» **Goal of the exercise**
Skip the pictures and extract all of the lines exactly as written.

» **Data rows**

* * * *

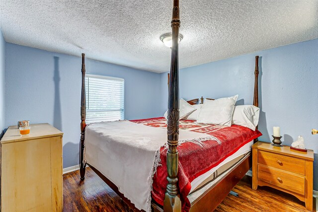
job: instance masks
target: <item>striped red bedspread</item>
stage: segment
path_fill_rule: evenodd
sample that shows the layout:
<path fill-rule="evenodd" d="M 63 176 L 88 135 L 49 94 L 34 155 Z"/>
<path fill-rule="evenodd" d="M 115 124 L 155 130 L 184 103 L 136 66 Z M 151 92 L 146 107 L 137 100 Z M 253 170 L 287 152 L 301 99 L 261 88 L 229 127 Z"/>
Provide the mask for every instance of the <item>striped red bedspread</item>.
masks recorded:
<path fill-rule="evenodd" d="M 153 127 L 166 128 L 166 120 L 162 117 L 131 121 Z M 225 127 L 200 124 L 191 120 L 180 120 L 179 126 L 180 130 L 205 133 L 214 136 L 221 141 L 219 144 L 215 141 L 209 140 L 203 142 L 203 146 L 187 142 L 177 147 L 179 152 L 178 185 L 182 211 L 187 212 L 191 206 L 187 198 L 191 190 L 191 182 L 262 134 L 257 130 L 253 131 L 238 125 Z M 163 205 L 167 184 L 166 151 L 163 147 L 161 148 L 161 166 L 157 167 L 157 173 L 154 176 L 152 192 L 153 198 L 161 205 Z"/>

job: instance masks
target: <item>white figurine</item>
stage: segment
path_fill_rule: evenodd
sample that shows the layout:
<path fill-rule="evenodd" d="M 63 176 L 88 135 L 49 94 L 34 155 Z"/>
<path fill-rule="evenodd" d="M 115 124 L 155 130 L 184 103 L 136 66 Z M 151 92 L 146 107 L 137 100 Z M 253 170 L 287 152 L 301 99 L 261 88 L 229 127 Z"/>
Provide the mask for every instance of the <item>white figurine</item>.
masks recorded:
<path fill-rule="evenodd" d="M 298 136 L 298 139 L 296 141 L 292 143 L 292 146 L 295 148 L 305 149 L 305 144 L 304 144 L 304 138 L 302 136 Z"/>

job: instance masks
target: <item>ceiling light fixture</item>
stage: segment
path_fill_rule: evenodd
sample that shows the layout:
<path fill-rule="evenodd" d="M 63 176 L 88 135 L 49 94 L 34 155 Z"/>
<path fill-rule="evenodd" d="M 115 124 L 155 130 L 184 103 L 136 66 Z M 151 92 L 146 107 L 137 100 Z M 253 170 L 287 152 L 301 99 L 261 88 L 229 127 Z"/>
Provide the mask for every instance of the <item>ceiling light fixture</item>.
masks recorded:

* * * *

» **Response to the exercise**
job: instance masks
target: <item>striped red bedspread</item>
stage: segment
path_fill_rule: evenodd
sample that shows the layout:
<path fill-rule="evenodd" d="M 63 176 L 88 135 L 49 94 L 34 155 Z"/>
<path fill-rule="evenodd" d="M 115 124 L 155 130 L 184 103 L 136 66 Z M 151 92 L 146 107 L 137 100 Z M 253 170 L 287 152 L 301 99 L 261 88 L 229 127 Z"/>
Provide the mask for every instance of the <item>striped red bedspread</item>.
masks recorded:
<path fill-rule="evenodd" d="M 153 127 L 166 128 L 166 120 L 162 117 L 131 121 Z M 225 127 L 200 124 L 191 120 L 180 120 L 179 126 L 180 130 L 205 133 L 214 136 L 221 141 L 219 144 L 215 141 L 209 140 L 203 142 L 203 146 L 187 142 L 177 147 L 179 152 L 178 185 L 182 211 L 187 212 L 191 206 L 187 198 L 191 190 L 191 182 L 262 134 L 257 130 L 253 131 L 238 125 Z M 163 205 L 167 184 L 166 151 L 163 147 L 161 148 L 161 166 L 157 167 L 157 173 L 154 176 L 152 192 L 153 198 L 161 205 Z"/>

job: instance masks
target: <item>white figurine</item>
stage: segment
path_fill_rule: evenodd
sample that shows the layout:
<path fill-rule="evenodd" d="M 63 176 L 88 135 L 49 94 L 34 155 Z"/>
<path fill-rule="evenodd" d="M 115 124 L 155 130 L 184 103 L 136 66 Z M 151 92 L 146 107 L 137 100 Z M 253 170 L 287 152 L 301 99 L 261 88 L 229 127 Z"/>
Provide the mask for every instance of the <item>white figurine</item>.
masks recorded:
<path fill-rule="evenodd" d="M 298 136 L 298 139 L 296 141 L 292 143 L 292 146 L 295 148 L 305 149 L 305 144 L 304 144 L 304 138 L 302 136 Z"/>

job: instance masks
target: <item>ceiling light fixture</item>
stage: segment
path_fill_rule: evenodd
sample that shows the layout:
<path fill-rule="evenodd" d="M 63 176 L 88 135 L 49 94 L 34 155 Z"/>
<path fill-rule="evenodd" d="M 115 124 L 155 130 L 184 103 L 136 66 Z M 151 92 L 146 107 L 137 100 Z M 253 170 L 287 152 L 301 99 L 261 88 L 229 127 Z"/>
Provide the mask for every instance of the <item>ceiling light fixture</item>.
masks recorded:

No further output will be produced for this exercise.